- Opening Delimiter -

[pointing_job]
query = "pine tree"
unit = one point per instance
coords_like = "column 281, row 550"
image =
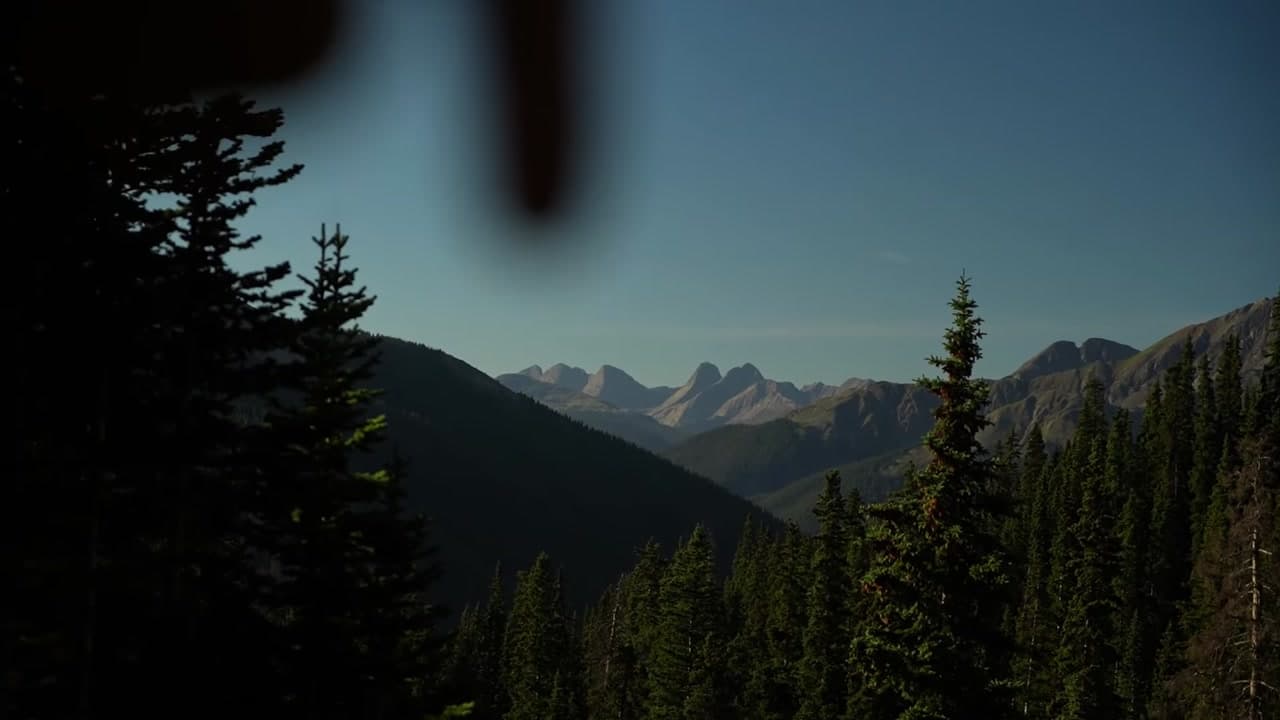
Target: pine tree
column 1171, row 458
column 1033, row 630
column 689, row 619
column 643, row 613
column 350, row 555
column 1208, row 451
column 1230, row 397
column 932, row 646
column 748, row 610
column 397, row 621
column 789, row 586
column 533, row 637
column 489, row 693
column 1084, row 655
column 823, row 674
column 1132, row 595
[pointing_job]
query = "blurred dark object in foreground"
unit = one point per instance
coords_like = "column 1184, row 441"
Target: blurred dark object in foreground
column 535, row 57
column 155, row 50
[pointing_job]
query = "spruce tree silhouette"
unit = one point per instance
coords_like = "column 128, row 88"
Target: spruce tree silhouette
column 154, row 51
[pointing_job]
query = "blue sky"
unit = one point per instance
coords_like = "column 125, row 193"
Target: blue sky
column 798, row 185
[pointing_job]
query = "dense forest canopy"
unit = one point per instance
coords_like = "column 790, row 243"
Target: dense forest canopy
column 197, row 522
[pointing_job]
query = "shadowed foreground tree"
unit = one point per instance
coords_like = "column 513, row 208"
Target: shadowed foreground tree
column 932, row 643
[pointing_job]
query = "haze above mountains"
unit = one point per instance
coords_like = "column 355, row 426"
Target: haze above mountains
column 707, row 400
column 772, row 442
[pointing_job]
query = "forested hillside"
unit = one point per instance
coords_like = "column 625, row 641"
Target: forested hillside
column 225, row 497
column 872, row 432
column 1130, row 573
column 544, row 481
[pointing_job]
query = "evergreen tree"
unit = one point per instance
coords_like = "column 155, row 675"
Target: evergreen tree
column 748, row 607
column 488, row 689
column 1084, row 656
column 789, row 586
column 933, row 645
column 826, row 642
column 643, row 613
column 350, row 557
column 1033, row 630
column 1229, row 391
column 534, row 643
column 1208, row 450
column 688, row 634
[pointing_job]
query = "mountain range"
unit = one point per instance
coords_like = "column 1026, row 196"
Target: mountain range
column 502, row 477
column 657, row 418
column 772, row 441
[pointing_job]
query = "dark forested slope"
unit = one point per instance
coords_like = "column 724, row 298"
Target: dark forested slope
column 503, row 477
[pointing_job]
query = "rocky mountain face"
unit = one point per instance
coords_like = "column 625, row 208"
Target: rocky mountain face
column 502, row 475
column 595, row 413
column 707, row 400
column 871, row 429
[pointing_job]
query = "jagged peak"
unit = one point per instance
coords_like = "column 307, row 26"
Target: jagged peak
column 746, row 372
column 705, row 370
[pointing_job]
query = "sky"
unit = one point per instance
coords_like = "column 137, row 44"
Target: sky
column 798, row 185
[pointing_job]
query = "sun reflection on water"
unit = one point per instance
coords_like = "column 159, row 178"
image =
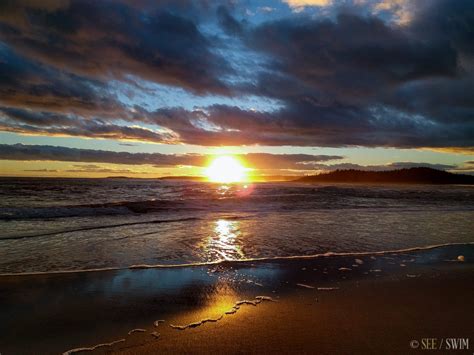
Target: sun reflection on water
column 223, row 243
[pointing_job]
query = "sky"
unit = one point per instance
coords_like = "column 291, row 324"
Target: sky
column 152, row 88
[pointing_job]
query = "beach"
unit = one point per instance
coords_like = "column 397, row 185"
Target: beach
column 362, row 303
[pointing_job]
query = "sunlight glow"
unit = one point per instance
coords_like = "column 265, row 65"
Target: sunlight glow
column 226, row 169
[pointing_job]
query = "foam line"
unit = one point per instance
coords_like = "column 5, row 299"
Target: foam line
column 234, row 309
column 244, row 261
column 92, row 348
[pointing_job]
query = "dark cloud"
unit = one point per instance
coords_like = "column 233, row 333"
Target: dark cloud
column 348, row 79
column 91, row 168
column 254, row 160
column 26, row 83
column 50, row 124
column 113, row 39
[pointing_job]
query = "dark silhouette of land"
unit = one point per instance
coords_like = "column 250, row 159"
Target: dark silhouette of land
column 402, row 176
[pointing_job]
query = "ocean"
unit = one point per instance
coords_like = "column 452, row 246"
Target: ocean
column 55, row 225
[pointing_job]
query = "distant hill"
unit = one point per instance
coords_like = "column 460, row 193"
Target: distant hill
column 184, row 177
column 402, row 176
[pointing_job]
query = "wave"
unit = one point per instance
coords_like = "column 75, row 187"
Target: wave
column 272, row 197
column 230, row 263
column 159, row 221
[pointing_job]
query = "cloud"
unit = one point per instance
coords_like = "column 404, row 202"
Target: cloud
column 54, row 153
column 114, row 39
column 91, row 168
column 303, row 3
column 384, row 167
column 42, row 170
column 342, row 78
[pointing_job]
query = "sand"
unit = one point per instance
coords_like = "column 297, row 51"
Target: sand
column 303, row 305
column 366, row 317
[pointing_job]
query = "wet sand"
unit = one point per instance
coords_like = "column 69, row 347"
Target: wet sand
column 326, row 305
column 367, row 317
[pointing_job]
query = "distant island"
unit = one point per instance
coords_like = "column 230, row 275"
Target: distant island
column 402, row 176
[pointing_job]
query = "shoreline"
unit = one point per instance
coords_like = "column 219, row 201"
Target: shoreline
column 328, row 254
column 55, row 313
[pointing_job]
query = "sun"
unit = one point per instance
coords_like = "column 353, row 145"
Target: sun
column 226, row 169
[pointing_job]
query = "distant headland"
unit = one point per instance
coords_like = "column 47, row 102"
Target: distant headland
column 419, row 175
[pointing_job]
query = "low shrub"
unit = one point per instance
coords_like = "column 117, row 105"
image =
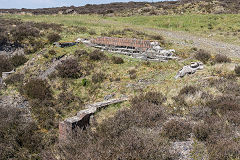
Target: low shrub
column 24, row 31
column 37, row 89
column 188, row 90
column 220, row 58
column 117, row 60
column 132, row 71
column 82, row 29
column 80, row 53
column 157, row 37
column 177, row 129
column 201, row 131
column 5, row 65
column 3, row 39
column 92, row 32
column 18, row 60
column 97, row 55
column 154, row 97
column 18, row 140
column 132, row 74
column 69, row 69
column 53, row 37
column 98, row 77
column 14, row 78
column 52, row 52
column 224, row 149
column 224, row 104
column 237, row 70
column 202, row 55
column 85, row 82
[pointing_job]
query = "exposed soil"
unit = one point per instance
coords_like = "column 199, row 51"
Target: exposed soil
column 187, row 39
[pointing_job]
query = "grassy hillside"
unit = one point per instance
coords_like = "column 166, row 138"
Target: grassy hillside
column 223, row 27
column 162, row 110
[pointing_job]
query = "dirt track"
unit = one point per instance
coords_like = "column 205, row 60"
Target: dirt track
column 186, row 39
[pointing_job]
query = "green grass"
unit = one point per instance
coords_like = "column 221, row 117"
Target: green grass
column 222, row 27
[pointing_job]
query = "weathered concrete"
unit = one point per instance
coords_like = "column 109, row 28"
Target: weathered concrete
column 141, row 49
column 190, row 69
column 68, row 127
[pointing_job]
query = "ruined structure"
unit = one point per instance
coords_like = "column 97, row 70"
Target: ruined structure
column 143, row 49
column 82, row 119
column 189, row 69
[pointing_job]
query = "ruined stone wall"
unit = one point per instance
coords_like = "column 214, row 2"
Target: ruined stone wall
column 128, row 42
column 68, row 127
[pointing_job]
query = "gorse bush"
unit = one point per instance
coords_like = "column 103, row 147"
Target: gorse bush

- Closing Delimiter -

▸ REQUIRED WORK
Nothing but the exact text of the records should appear in your answer, with no pictures. Please write it out.

▸ COMPLETED EXERCISE
[pointing_job]
query = "pine tree"
unit = one point per instance
coords_like = "column 281, row 550"
image =
Target: pine tree
column 1171, row 458
column 1033, row 630
column 689, row 619
column 643, row 613
column 350, row 555
column 1208, row 451
column 1230, row 397
column 932, row 646
column 748, row 610
column 397, row 621
column 789, row 586
column 533, row 637
column 489, row 693
column 1084, row 655
column 823, row 674
column 1132, row 595
[pointing_job]
query = "blurred dark object in foreground"
unit = one point per instance
coords_like = "column 1184, row 441"
Target: blurred dark object in foreground
column 535, row 57
column 155, row 50
[pointing_job]
query = "spruce tree silhouette"
unit = one point per instance
coords_like = "column 128, row 88"
Target: spruce tree silhouette
column 154, row 51
[pointing_job]
query = "blue sky"
unit = one point per instance
coords_like = "column 125, row 193"
Target: blue sky
column 798, row 185
[pointing_job]
query = "dense forest canopy"
unit = one point per instance
coords_like = "column 790, row 243"
Target: dense forest canopy
column 197, row 522
[pointing_job]
query = "shadowed foreground tree"
unit = one point per instance
coords_like = "column 513, row 208"
Target: shadowed foreground tree
column 932, row 643
[pointing_job]
query = "haze above mountains"
unit = one point per instance
coords_like = "column 355, row 426"
Target: haze above mountains
column 707, row 400
column 772, row 442
[pointing_job]
query = "forested hillside"
unit = one point per instance
coords_like = "column 625, row 641"
Target: forested hillside
column 225, row 497
column 872, row 432
column 1130, row 573
column 544, row 481
[pointing_job]
query = "evergreen tree"
unit = one point per instance
coords_like = "column 155, row 675"
Target: evergreen tree
column 748, row 607
column 488, row 689
column 1084, row 656
column 789, row 586
column 933, row 645
column 826, row 642
column 643, row 613
column 350, row 557
column 1033, row 630
column 1229, row 391
column 534, row 643
column 1208, row 450
column 688, row 634
[pointing_job]
query = "mountain range"
unit = one point per instance
coords_like = "column 1026, row 196"
Target: mountain range
column 502, row 477
column 657, row 418
column 772, row 441
[pointing_job]
query = "dark forested slope"
unit = one point per instance
coords_like = "column 724, row 298"
Target: dark forested slope
column 503, row 477
[pointing_job]
query = "rocky mountain face"
unit = one point per instance
coords_like = "column 625, row 208"
Target: rocky mountain face
column 502, row 475
column 595, row 413
column 707, row 400
column 871, row 429
[pointing_job]
query = "jagged peak"
unit = one point per instance
coords_like = "column 307, row 26"
Target: jagged peak
column 746, row 372
column 705, row 370
[pointing_job]
query = "sky"
unit = one point per instance
coords_like = "column 137, row 44"
Target: sky
column 798, row 185
[pointing_job]
query = "sun reflection on water"
unit = one point per instance
coords_like = "column 159, row 178"
image =
Target: sun reflection on water
column 223, row 243
[pointing_job]
query = "sky"
unit = one point per instance
coords_like = "column 291, row 324"
Target: sky
column 152, row 88
[pointing_job]
query = "beach"
unit = one point per instance
coords_like = "column 397, row 185"
Target: beach
column 362, row 303
[pointing_job]
query = "sunlight glow"
unit = one point per instance
coords_like = "column 265, row 65"
Target: sunlight glow
column 226, row 169
[pointing_job]
query = "foam line"
unit = one point per instance
coords_like = "column 5, row 299"
Target: foam line
column 234, row 309
column 244, row 261
column 92, row 348
[pointing_job]
query = "dark cloud"
unit = one point per instance
coords_like = "column 233, row 333"
Target: dark cloud
column 348, row 79
column 91, row 168
column 254, row 160
column 26, row 83
column 50, row 124
column 113, row 39
[pointing_job]
query = "dark silhouette of land"
unit = one point per instance
coords_like = "column 250, row 159"
Target: dark silhouette of land
column 402, row 176
[pointing_job]
query = "ocean"
unit = one point per instance
coords_like = "column 452, row 246"
Target: ocean
column 55, row 225
[pointing_job]
query = "distant hill"
unit = one point per instance
coords_like = "column 460, row 193"
Target: distant hill
column 184, row 177
column 402, row 176
[pointing_job]
query = "wave"
unit = one point per instance
coords_like = "column 75, row 187"
Target: wave
column 272, row 197
column 230, row 263
column 159, row 221
[pointing_job]
query = "cloud"
unit = one point per instance
coords_like = "column 404, row 202"
Target: cloud
column 54, row 153
column 114, row 39
column 91, row 168
column 303, row 3
column 384, row 167
column 42, row 170
column 342, row 78
[pointing_job]
query = "sand"
unit = one point per instance
coords_like = "column 297, row 51"
Target: sand
column 303, row 305
column 366, row 317
[pointing_job]
query = "wet sand"
unit = one point per instance
coords_like = "column 69, row 347"
Target: wet sand
column 326, row 305
column 367, row 317
[pointing_job]
query = "distant island"
unit = one point per instance
coords_like = "column 230, row 275"
Target: distant island
column 402, row 176
[pointing_job]
query = "shoreline"
unit = one point per instance
coords_like = "column 219, row 201"
Target: shoreline
column 328, row 254
column 55, row 313
[pointing_job]
query = "sun"
unit = one point per instance
coords_like = "column 353, row 145"
Target: sun
column 226, row 169
[pointing_job]
query = "distant headland"
unit = one point per instance
coords_like = "column 47, row 102"
Target: distant headland
column 419, row 175
[pointing_job]
query = "low shrub"
unit = one point per instance
coords_like = "column 117, row 105"
image =
Target: low shrub
column 24, row 31
column 37, row 89
column 188, row 90
column 220, row 58
column 117, row 60
column 132, row 71
column 82, row 29
column 80, row 53
column 157, row 37
column 177, row 129
column 201, row 131
column 5, row 65
column 3, row 39
column 92, row 32
column 18, row 60
column 97, row 55
column 154, row 97
column 18, row 140
column 132, row 74
column 69, row 69
column 53, row 37
column 98, row 77
column 14, row 78
column 52, row 52
column 224, row 149
column 224, row 104
column 237, row 70
column 202, row 55
column 85, row 82
[pointing_job]
query = "exposed soil"
unit = one point per instance
coords_like = "column 199, row 51"
Target: exposed soil
column 187, row 39
[pointing_job]
query = "grassy hillside"
unit = one point per instance
coords_like = "column 166, row 138"
Target: grassy hillside
column 223, row 27
column 162, row 110
[pointing_job]
query = "dirt track"
unit = one point per instance
coords_like = "column 205, row 60"
Target: dirt track
column 186, row 39
[pointing_job]
query = "green grass"
unit = one point per instance
coords_like = "column 221, row 117"
Target: green grass
column 222, row 27
[pointing_job]
query = "weathered concrete"
unit = one point per instance
coords_like = "column 109, row 28"
Target: weathered concrete
column 141, row 49
column 190, row 69
column 68, row 127
[pointing_job]
query = "ruined structure"
unit = one point per instance
coords_like = "column 97, row 70"
Target: ruined structure
column 143, row 49
column 82, row 119
column 189, row 69
[pointing_job]
query = "ruined stone wall"
unit = one point per instance
coords_like = "column 214, row 2"
Target: ruined stone wall
column 128, row 42
column 68, row 127
[pointing_job]
query = "gorse bush"
unit = one point per instance
coords_like = "column 103, row 147"
Target: gorse bush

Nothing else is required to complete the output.